◆ Required work ◆
Reproduce the material below word for word, leaving out the pictures.

◆ Dataset extract ◆

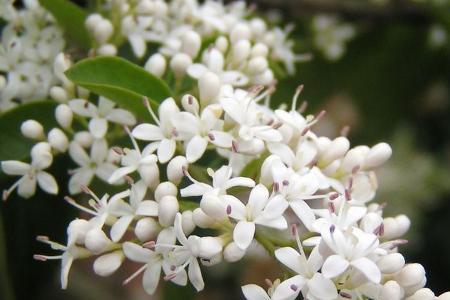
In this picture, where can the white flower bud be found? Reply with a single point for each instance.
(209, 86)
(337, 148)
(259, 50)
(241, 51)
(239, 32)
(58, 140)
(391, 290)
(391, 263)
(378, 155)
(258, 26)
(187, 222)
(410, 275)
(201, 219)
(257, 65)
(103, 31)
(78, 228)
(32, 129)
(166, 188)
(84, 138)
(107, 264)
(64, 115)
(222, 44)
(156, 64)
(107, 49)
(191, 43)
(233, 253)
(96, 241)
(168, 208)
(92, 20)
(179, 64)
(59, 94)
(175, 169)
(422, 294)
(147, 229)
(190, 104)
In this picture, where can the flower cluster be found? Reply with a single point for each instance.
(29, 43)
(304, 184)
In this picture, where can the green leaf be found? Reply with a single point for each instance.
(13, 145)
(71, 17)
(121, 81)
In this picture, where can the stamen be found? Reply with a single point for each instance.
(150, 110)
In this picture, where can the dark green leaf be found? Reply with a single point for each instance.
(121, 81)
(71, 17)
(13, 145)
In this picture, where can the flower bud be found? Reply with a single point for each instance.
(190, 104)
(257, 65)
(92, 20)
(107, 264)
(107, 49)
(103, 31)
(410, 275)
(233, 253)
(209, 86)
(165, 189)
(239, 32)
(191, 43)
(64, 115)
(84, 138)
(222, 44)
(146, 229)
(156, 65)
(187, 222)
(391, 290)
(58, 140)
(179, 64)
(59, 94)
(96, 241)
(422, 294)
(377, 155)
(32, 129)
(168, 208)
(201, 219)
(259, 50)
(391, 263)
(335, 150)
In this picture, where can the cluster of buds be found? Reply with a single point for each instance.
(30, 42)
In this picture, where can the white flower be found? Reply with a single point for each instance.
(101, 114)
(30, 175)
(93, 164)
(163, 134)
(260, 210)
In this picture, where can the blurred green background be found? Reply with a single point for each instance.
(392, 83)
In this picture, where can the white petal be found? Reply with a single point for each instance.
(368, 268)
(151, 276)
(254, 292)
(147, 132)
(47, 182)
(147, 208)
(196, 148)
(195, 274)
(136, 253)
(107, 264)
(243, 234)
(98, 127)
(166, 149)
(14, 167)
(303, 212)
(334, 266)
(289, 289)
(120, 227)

◆ Written response ◆
In this picture, where can the white flower bud be found? Reply with a single point for each instance.
(209, 86)
(337, 148)
(259, 50)
(241, 51)
(239, 32)
(58, 140)
(391, 290)
(391, 263)
(378, 155)
(258, 26)
(187, 222)
(410, 275)
(201, 219)
(257, 65)
(103, 31)
(78, 228)
(32, 129)
(166, 188)
(84, 138)
(107, 264)
(64, 115)
(222, 44)
(156, 64)
(107, 49)
(191, 43)
(233, 253)
(96, 241)
(168, 208)
(92, 20)
(179, 64)
(59, 94)
(175, 169)
(422, 294)
(147, 229)
(190, 104)
In this picture, where can the flower cluster be found? Reply with a single point for each instance.
(29, 43)
(304, 184)
In this picture, where can the green leaf be found? Reply with a single point for each instance.
(13, 145)
(71, 17)
(121, 81)
In this picture, where can the stamen be found? Reply with a single point for each instance.
(150, 110)
In this picture, where can the dark green leaf be found? Reply with a single point for each instance.
(121, 81)
(71, 17)
(13, 145)
In this picture, where can the flower bud be found? Reply with a single point for each instance.
(190, 104)
(257, 65)
(92, 20)
(107, 264)
(107, 49)
(103, 31)
(410, 275)
(233, 253)
(209, 86)
(165, 189)
(239, 32)
(191, 43)
(64, 115)
(84, 138)
(222, 44)
(146, 229)
(156, 65)
(187, 222)
(391, 290)
(58, 140)
(179, 64)
(59, 94)
(96, 241)
(422, 294)
(377, 155)
(32, 129)
(168, 208)
(201, 219)
(259, 50)
(391, 263)
(335, 150)
In this picture, where can the cluster of buds be found? Reply with a single point for each instance.
(30, 42)
In this picture, where can the white flower be found? Reply with a single point for each instance.
(101, 114)
(30, 175)
(93, 164)
(163, 134)
(260, 210)
In this picture, where can the blurred green background be found? Reply with a single point for each instance.
(392, 83)
In this picture, where can the white petal be found? Reply with a single point for each instance.
(368, 268)
(151, 276)
(254, 292)
(147, 132)
(47, 182)
(147, 208)
(196, 148)
(195, 274)
(136, 253)
(107, 264)
(243, 234)
(98, 127)
(166, 149)
(14, 167)
(303, 212)
(334, 266)
(289, 289)
(120, 227)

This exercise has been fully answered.